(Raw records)
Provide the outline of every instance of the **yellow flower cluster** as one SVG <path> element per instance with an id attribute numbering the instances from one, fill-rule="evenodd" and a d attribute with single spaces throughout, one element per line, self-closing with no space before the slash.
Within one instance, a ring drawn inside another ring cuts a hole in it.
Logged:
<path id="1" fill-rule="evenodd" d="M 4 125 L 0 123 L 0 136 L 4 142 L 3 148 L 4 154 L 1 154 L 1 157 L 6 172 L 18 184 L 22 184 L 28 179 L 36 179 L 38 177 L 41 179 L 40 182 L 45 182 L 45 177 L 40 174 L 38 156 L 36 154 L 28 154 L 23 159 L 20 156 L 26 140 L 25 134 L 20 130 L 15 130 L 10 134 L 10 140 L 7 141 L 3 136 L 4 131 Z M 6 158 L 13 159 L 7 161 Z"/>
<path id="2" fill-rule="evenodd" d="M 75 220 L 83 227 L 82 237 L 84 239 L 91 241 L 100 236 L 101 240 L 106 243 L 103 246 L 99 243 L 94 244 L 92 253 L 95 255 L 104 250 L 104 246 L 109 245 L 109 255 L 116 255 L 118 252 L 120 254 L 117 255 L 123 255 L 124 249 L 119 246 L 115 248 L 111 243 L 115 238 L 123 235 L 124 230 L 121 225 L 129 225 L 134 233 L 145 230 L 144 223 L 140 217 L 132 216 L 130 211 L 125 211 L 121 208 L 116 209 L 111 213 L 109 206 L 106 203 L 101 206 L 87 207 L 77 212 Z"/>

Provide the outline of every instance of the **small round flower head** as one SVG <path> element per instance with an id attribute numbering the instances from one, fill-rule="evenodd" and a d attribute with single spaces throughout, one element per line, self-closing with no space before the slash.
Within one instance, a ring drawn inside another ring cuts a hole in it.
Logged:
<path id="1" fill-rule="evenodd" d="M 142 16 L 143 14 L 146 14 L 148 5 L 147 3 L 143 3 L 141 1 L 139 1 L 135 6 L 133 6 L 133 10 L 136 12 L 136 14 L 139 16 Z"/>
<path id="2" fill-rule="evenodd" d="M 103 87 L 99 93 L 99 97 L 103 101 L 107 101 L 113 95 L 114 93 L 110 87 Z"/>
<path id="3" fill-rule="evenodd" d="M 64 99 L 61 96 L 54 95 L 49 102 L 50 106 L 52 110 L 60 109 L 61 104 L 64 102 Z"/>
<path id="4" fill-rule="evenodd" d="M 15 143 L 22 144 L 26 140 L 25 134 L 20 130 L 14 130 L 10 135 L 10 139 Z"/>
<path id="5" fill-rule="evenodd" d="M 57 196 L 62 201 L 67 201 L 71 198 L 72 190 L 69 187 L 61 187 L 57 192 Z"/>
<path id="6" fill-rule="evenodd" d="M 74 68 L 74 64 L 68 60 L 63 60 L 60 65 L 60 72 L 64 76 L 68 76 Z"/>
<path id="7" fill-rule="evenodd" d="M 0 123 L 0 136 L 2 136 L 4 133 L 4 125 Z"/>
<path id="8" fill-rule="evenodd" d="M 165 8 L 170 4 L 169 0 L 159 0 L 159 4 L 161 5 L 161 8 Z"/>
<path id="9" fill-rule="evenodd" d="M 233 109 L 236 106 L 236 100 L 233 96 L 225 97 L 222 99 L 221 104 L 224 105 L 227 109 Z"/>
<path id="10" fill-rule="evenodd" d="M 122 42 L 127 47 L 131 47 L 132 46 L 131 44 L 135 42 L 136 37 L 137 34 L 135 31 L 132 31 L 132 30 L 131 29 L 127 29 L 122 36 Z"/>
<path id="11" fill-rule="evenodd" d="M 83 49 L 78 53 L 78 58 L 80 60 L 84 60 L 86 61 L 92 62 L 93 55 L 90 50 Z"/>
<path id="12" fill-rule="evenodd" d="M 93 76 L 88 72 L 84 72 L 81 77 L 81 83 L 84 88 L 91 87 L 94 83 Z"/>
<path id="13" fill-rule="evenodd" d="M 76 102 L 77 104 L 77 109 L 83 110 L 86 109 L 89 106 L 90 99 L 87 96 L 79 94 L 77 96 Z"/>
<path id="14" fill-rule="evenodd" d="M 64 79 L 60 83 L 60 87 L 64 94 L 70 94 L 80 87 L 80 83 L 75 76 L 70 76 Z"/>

[WHAT IS BEING ASKED]:
Reproduce the listing above verbatim, from first line to last.

[FULL OUTPUT]:
Provide the outline of every instance of the **yellow flower cluster** as one SVG <path> element per instance with an id attribute numbering the instances from one, fill-rule="evenodd" and a d attribute with single spaces throughout, one element per line, self-closing with no space before the slash.
Within one instance, a ring drawn inside another ring cuts a hole in it.
Logged:
<path id="1" fill-rule="evenodd" d="M 4 125 L 0 123 L 0 136 L 4 142 L 3 148 L 4 154 L 1 154 L 1 157 L 6 172 L 18 184 L 22 184 L 28 179 L 36 179 L 38 177 L 41 179 L 40 182 L 45 182 L 45 177 L 40 174 L 38 156 L 36 154 L 28 154 L 23 159 L 20 156 L 26 140 L 25 134 L 20 130 L 15 130 L 10 134 L 10 140 L 7 141 L 3 136 L 4 131 Z M 6 158 L 13 159 L 7 161 Z"/>
<path id="2" fill-rule="evenodd" d="M 75 220 L 83 227 L 82 237 L 84 239 L 91 241 L 100 236 L 101 240 L 106 243 L 103 246 L 99 243 L 94 244 L 92 253 L 95 255 L 104 250 L 104 246 L 109 245 L 109 255 L 116 255 L 118 252 L 120 254 L 117 255 L 123 255 L 124 249 L 119 246 L 115 248 L 111 243 L 115 238 L 123 235 L 124 230 L 121 225 L 129 225 L 134 233 L 145 230 L 144 223 L 140 217 L 132 216 L 130 211 L 125 211 L 121 208 L 116 209 L 111 213 L 109 206 L 106 203 L 101 206 L 87 207 L 77 212 Z"/>

Provide the outline of every instance of the **small round flower head** as one SVG <path> element per instance with an id attribute numbering the instances from one, fill-rule="evenodd" and a d attribute with single spaces throughout, one element per line, self-closing with no space before the slash.
Within one instance, a ring drawn inside another ring cuts a hole in it.
Logged:
<path id="1" fill-rule="evenodd" d="M 142 16 L 143 14 L 146 14 L 148 5 L 147 3 L 143 3 L 141 1 L 139 1 L 135 6 L 133 6 L 133 10 L 136 12 L 136 14 L 139 16 Z"/>
<path id="2" fill-rule="evenodd" d="M 103 87 L 99 93 L 99 97 L 103 101 L 107 101 L 113 95 L 114 93 L 110 87 Z"/>
<path id="3" fill-rule="evenodd" d="M 64 99 L 61 96 L 54 95 L 49 102 L 50 106 L 52 110 L 60 109 L 61 104 L 64 102 Z"/>
<path id="4" fill-rule="evenodd" d="M 15 143 L 22 144 L 26 140 L 25 134 L 20 130 L 14 130 L 10 135 L 10 139 Z"/>
<path id="5" fill-rule="evenodd" d="M 57 196 L 62 201 L 67 201 L 71 198 L 72 190 L 69 187 L 61 187 L 57 192 Z"/>
<path id="6" fill-rule="evenodd" d="M 74 68 L 74 64 L 68 60 L 63 60 L 60 65 L 60 72 L 64 76 L 68 76 Z"/>
<path id="7" fill-rule="evenodd" d="M 0 123 L 0 136 L 2 136 L 4 133 L 4 125 Z"/>
<path id="8" fill-rule="evenodd" d="M 165 8 L 170 4 L 169 0 L 159 0 L 159 4 L 161 5 L 161 8 Z"/>
<path id="9" fill-rule="evenodd" d="M 233 109 L 236 106 L 236 100 L 233 96 L 225 97 L 222 99 L 221 104 L 224 105 L 227 109 Z"/>
<path id="10" fill-rule="evenodd" d="M 122 42 L 127 47 L 131 47 L 132 46 L 131 44 L 135 42 L 136 37 L 137 34 L 135 31 L 132 31 L 132 30 L 131 29 L 127 29 L 122 36 Z"/>
<path id="11" fill-rule="evenodd" d="M 83 49 L 78 53 L 78 58 L 80 60 L 84 60 L 86 61 L 92 62 L 93 55 L 90 50 Z"/>
<path id="12" fill-rule="evenodd" d="M 93 76 L 88 72 L 84 72 L 81 77 L 81 83 L 84 88 L 91 87 L 94 83 Z"/>
<path id="13" fill-rule="evenodd" d="M 76 102 L 77 104 L 77 109 L 83 110 L 86 109 L 89 106 L 90 99 L 87 96 L 79 94 L 77 96 Z"/>
<path id="14" fill-rule="evenodd" d="M 64 79 L 60 83 L 60 87 L 64 94 L 70 94 L 80 87 L 80 83 L 75 76 L 70 76 Z"/>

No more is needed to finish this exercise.